YOUR TASKS:
- a) List the problems named in the "If something goes sideways" section of the pork-and-rice recipe text.
- b) Rewrite the pork-and-rice recipe text starting at "The technique that" and ending at "meat actually is.", swapping "glossy" for "shiny".

TEXT SHOWN:
────────────────

The technique that matters
Two things make or break this dish. First, the cornstarch slurry: add it to the pork mixture gradually and keep stirring over medium heat. If you dump it in all at once or walk away, you get lumps or uneven thickness. You want a glossy sauce that coats the back of a spoon — not a paste, not watery. Second, the final steam. Placing the assembled bowls in the steamer isn’t optional. That step drives the sauce into the top layer of rice and equalizes the heat through the whole bowl, so every bite has the same flavor ratio. Skip it and you get a dry rice base with a wet topping sitting on top. Also, ground pork must reach an internal temperature of 160°F (71°C) — use a thermometer if you’re unsure, especially since the sauce can look done before the meat actually is.
If something goes sideways
- Sauce seized into a solid lump: The slurry hit too-high heat too fast. Pull the pan off the burner, add a splash of water or stock, and whisk vigorously. Return to low heat and stir until smooth.
- Pork is clumping in large chunks: Break it up earlier in the cook — as soon as it hits the pan. Once it browns in big pieces, it won’t redistribute well into the sauce.
- Rice is gummy or waterlogged after steaming: The rice was overcooked before the steam step, or the bowls sat in condensation. Rest the bowls on a folded kitchen towel inside the steamer to keep the base dry.
- Sauce tastes flat: Soy sauce varies a lot by brand — some are much saltier than others. Taste before serving and adjust with a small splash more soy or a few drops of sesame oil rather than salt alone.
- Peas turned grey and mushy: They went in too early. Add frozen peas in the last 2 minutes of cooking the topping. They only need to heat through.
Leftovers and meal prep
Store the pork topping and rice separately in airtight containers — combined, the rice absorbs the sauce overnight and turns dense. The topping keeps in the fridge for up to 3 days and freezes well for up to 2 months; freeze it flat in a zip bag for faster thawing. Reheat the topping in a small saucepan over medium-low with a tablespoon of water to loosen it, stirring until it reaches 165°F (74°C) throughout — skip the microwave for the topping if you can, since it heats unevenly and the cornstarch sauce can break. Fresh rice is worth making on the day, but leftover rice reheated with a splash of water in a covered pan works fine. The pork topping is also good over noodles if you’ve run out of rice — skip the garnish on reheated portions, not worth the extra dish.

────────────────

DATASET CONTENT:
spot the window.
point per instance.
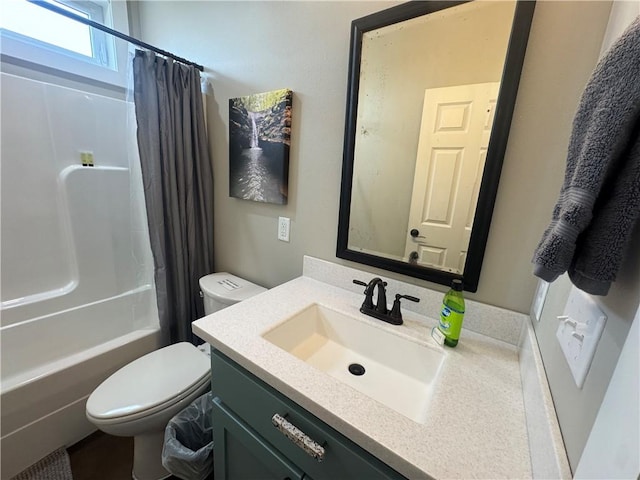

────────────────

RESULTS:
- a)
- Sauce seized into a solid lump
- Pork is clumping in large chunks
- Rice is gummy or waterlogged after steaming
- Sauce tastes flat
- Peas turned grey and mushy

- b)
The technique that matters
Two things make or break this dish. First, the cornstarch slurry: add it to the pork mixture gradually and keep stirring over medium heat. If you dump it in all at once or walk away, you get lumps or uneven thickness. You want a shiny sauce that coats the back of a spoon — not a paste, not watery. Second, the final steam. Placing the assembled bowls in the steamer isn’t optional. That step drives the sauce into the top layer of rice and equalizes the heat through the whole bowl, so every bite has the same flavor ratio. Skip it and you get a dry rice base with a wet topping sitting on top. Also, ground pork must reach an internal temperature of 160°F (71°C) — use a thermometer if you’re unsure, especially since the sauce can look done before the meat actually is.